Aim:
Copy the data below word for word, keeping every line in its original order.

Dataset excerpt:
-----

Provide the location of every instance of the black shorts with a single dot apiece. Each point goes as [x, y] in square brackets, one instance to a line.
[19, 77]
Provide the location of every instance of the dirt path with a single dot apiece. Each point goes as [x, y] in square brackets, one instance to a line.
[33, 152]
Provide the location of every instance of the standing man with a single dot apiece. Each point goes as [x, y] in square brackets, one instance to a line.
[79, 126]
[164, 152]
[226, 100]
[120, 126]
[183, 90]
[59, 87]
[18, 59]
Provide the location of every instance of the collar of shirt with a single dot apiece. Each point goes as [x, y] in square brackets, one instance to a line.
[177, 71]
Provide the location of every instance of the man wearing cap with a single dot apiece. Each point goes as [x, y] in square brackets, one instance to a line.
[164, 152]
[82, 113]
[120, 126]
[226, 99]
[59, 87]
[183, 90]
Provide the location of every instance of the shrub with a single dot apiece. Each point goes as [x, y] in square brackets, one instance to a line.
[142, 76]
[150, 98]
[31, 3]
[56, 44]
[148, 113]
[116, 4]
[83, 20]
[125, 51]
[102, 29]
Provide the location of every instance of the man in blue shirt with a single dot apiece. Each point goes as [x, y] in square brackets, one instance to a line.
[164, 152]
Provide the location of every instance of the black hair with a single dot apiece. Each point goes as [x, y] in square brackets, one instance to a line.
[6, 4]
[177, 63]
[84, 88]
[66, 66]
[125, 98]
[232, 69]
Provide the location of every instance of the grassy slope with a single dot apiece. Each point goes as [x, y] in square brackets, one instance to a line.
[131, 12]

-----

Correct output:
Provide the location of every instance of the black shorts with a single dot apiece. Each point goes as [x, y] in square brackets, one instance to a line.
[19, 77]
Provide the location of every instance of the dirt path with a single dot apiece. Each point goes as [x, y] in square brackets, one instance to a line.
[33, 152]
Provide the location of every instance of the standing man with a single dot apiece. Each point goes as [x, y] in square brackets, one instance to a line.
[79, 126]
[164, 152]
[226, 100]
[120, 126]
[183, 90]
[59, 87]
[18, 59]
Provide the location of every instance of the collar of shirt with a single dot apiece. Each point goes as [x, y] in square brackets, one instance to a line.
[177, 71]
Provide the location of every instance of the man wearing cap with a single dot apiece. Each point goes as [x, y] in square brackets, one instance to a line.
[164, 152]
[82, 113]
[120, 126]
[226, 99]
[59, 87]
[183, 90]
Provide the location of every instance of the shrub with a single dot apiece. Each point goes as [x, y] in square brackets, one instance to a line.
[142, 76]
[150, 98]
[31, 3]
[56, 44]
[148, 113]
[116, 4]
[83, 20]
[125, 51]
[102, 29]
Provide the location of every instance of the man in blue shirt with a single dot apiece. Each point goes as [x, y] in square brackets, one instance to a line.
[164, 152]
Provide the location of every instance of the black hair with a single dot apiece. Each point goes as [x, y] in square brackets, one instance to a line.
[6, 4]
[177, 63]
[84, 88]
[66, 66]
[125, 98]
[232, 69]
Provide the location of every instance of the grassy slope with a single dot apiece. Each point goes as [x, y] in square brackets, one instance to a line.
[131, 12]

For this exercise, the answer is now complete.